(Source data)
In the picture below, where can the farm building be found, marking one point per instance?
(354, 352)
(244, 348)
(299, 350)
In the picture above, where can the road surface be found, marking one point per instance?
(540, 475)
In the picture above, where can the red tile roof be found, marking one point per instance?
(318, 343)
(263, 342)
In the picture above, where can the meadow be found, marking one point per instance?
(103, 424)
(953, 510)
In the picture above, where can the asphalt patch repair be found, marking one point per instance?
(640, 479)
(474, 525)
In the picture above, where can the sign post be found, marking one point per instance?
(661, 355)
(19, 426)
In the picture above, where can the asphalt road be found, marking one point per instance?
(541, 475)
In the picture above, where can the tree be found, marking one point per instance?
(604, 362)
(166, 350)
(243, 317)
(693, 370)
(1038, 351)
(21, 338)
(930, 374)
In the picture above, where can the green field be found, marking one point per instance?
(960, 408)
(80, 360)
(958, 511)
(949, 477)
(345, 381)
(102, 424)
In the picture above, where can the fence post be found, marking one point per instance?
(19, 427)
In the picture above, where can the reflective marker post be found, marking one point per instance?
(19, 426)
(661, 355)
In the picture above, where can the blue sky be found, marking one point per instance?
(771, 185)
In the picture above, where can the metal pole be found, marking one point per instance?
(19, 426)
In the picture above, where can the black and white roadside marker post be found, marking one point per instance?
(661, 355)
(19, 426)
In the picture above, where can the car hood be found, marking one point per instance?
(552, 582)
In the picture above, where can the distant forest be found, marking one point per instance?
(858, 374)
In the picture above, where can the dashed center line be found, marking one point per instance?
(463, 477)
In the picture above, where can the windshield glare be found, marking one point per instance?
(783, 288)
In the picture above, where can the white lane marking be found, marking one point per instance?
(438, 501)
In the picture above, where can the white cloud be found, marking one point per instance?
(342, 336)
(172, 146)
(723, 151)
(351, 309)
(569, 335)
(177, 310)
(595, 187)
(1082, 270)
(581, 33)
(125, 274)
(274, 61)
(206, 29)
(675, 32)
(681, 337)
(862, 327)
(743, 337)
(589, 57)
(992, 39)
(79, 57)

About this exercise:
Nothing should be left out: return all of the records exactly.

Solved exercise:
In the picture below, where can the farm building be found, marking one point per instance?
(354, 352)
(244, 348)
(299, 350)
In the picture above, where can the road surface be found, marking one point per instance?
(540, 475)
In the picture above, where can the red tile roof be found, marking one point per instance?
(318, 343)
(263, 342)
In the picture above, where can the meadow be found, marking one point per instance?
(103, 424)
(953, 510)
In the picture above, where can the asphalt patch repair be found, marking one point per instance?
(640, 479)
(474, 525)
In the picture above, where can the sign post be found, marking one point per instance?
(661, 355)
(19, 426)
In the picture above, where can the asphalt road be found, marking one point per instance?
(541, 475)
In the picture above, where can the tree be found, marking one point per instance?
(604, 362)
(166, 350)
(243, 317)
(693, 370)
(1038, 351)
(21, 338)
(930, 374)
In the picture above, where can the green field be found, marking one point per instance?
(960, 408)
(80, 360)
(958, 511)
(949, 477)
(345, 381)
(102, 424)
In the picture above, where can the fence post be found, marking one point per instance?
(19, 427)
In the picture above, where can the reflective marker post be found, marking one point per instance?
(19, 426)
(661, 355)
In the picture above, where can the blue sky be found, marking one point per instance?
(771, 185)
In the picture above, where can the metal pole be found, marking one point per instance?
(19, 426)
In the picture above, where can the black and white roadside marker post be found, marking one point per instance?
(661, 355)
(19, 426)
In the picture above, where can the car hood be found, marking one point per instance?
(552, 582)
In the picture above, where can the distant forest be found, marking one point per instance?
(858, 374)
In the picture above, where can the dashed center line be found, marking one point per instance?
(463, 477)
In the picture above, where can the windshield glare be found, marking one point per instance?
(783, 288)
In the picture above, where can the white lane marking be found, marking one point per instance?
(438, 501)
In the picture above, where can the white cloud be found, marking one point per instance?
(342, 336)
(172, 146)
(723, 151)
(351, 309)
(569, 335)
(177, 310)
(595, 187)
(1082, 270)
(581, 33)
(125, 274)
(274, 61)
(206, 29)
(675, 32)
(681, 337)
(862, 327)
(743, 337)
(589, 57)
(992, 39)
(79, 57)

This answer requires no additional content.